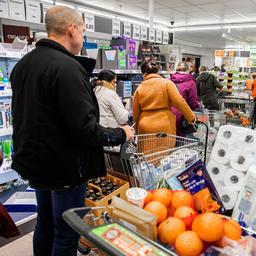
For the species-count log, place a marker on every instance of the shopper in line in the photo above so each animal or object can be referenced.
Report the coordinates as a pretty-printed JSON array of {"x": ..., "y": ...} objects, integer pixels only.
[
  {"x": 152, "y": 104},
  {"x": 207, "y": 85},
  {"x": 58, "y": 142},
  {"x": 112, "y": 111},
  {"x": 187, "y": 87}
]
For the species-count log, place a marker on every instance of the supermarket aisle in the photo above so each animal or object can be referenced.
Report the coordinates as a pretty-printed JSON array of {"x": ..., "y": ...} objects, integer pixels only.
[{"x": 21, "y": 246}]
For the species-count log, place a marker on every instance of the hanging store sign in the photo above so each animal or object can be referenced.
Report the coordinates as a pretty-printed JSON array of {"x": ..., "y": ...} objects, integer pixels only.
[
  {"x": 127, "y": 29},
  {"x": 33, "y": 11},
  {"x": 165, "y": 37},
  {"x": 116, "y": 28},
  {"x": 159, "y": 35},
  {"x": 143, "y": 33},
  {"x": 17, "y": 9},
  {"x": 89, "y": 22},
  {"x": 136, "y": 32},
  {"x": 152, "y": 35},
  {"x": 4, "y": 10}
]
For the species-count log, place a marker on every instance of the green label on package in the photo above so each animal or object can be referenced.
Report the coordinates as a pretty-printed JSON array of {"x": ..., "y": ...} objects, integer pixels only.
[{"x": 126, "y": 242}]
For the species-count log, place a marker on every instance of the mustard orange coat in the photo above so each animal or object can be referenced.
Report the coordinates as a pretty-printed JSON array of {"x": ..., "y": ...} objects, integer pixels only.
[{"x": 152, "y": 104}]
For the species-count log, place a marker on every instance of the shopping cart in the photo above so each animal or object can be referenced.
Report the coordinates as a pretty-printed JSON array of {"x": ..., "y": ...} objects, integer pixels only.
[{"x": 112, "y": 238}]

» **PROBLEM REQUIREMENTS**:
Please render the material from the line containing "of the hanging" through the end of the material, inclusive, as a JSON list of strings with one string per line and any blank lines left out.

» **RESPONSE TO THE TASK**:
[
  "For the species-count log, place a marker on every instance of the hanging store sign in the photo above so each animal or object can be referenced.",
  "Report the coordinates as a pretty-printed JSON array of {\"x\": ..., \"y\": ...} objects, integer pixels only.",
  "[",
  "  {\"x\": 127, \"y\": 29},",
  "  {\"x\": 33, \"y\": 11},",
  "  {\"x\": 165, \"y\": 37},",
  "  {\"x\": 116, \"y\": 28},",
  "  {\"x\": 159, \"y\": 35},",
  "  {\"x\": 143, \"y\": 33},",
  "  {\"x\": 17, \"y\": 9},",
  "  {\"x\": 89, \"y\": 22},",
  "  {\"x\": 136, \"y\": 32},",
  "  {\"x\": 152, \"y\": 35},",
  "  {\"x\": 4, \"y\": 10}",
  "]",
  "For the species-count log, place a marker on every instance of the green label on package in the photo above so each animal or object can be referenced.",
  "Report the coordinates as a pretty-printed JSON array of {\"x\": ..., \"y\": ...} objects, integer pixels only.",
  "[{\"x\": 126, \"y\": 242}]",
  "For the species-count log, place a marker on every instance of the mustard orange coat in the photo above so each animal or object can be referenced.",
  "Report the coordinates as a pretty-printed JSON array of {\"x\": ..., \"y\": ...} objects, integer pixels only.",
  "[{\"x\": 152, \"y\": 104}]",
  "For the species-count log, place a marker on every instance of the shopping cart in the photo above so each animal or object can be referenced.",
  "Report the coordinates as a pretty-printed JSON array of {\"x\": ..., \"y\": ...} objects, integer pixels only.",
  "[{\"x\": 112, \"y\": 238}]"
]